— Your task —
Some lines hold the string "orange". Copy all of them from the material that follows.

— Material provided —
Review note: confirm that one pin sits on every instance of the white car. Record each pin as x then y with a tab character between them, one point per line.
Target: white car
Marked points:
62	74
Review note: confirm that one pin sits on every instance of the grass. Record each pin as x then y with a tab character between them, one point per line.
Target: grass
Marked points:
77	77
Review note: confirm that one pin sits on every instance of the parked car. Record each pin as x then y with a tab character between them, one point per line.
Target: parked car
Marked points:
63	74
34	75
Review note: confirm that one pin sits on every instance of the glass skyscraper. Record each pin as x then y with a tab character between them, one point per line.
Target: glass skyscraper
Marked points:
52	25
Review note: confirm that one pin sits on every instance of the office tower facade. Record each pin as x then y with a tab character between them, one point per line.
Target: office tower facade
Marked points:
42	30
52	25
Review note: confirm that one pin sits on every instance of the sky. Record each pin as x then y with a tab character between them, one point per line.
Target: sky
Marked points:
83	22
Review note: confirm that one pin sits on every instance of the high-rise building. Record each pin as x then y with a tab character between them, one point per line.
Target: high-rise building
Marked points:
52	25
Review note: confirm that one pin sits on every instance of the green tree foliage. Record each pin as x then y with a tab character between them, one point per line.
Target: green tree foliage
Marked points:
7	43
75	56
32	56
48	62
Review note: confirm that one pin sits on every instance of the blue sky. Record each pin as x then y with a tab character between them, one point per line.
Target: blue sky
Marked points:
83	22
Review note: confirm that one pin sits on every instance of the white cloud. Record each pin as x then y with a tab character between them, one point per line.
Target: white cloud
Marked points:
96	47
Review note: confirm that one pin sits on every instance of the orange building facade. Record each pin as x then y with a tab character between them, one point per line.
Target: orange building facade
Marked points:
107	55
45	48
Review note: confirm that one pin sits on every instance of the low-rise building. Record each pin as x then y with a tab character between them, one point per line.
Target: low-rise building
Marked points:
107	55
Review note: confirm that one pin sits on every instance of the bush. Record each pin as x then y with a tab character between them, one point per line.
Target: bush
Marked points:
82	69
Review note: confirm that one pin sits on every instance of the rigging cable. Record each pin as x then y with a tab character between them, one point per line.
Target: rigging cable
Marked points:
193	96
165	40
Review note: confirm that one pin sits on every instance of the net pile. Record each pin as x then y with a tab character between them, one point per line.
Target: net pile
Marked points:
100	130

— Completed exercise —
Review note: confirm that one pin sits on every instance of the orange building facade. Record each pin as x then y with a tab character between them, one point per line.
Target: orange building facade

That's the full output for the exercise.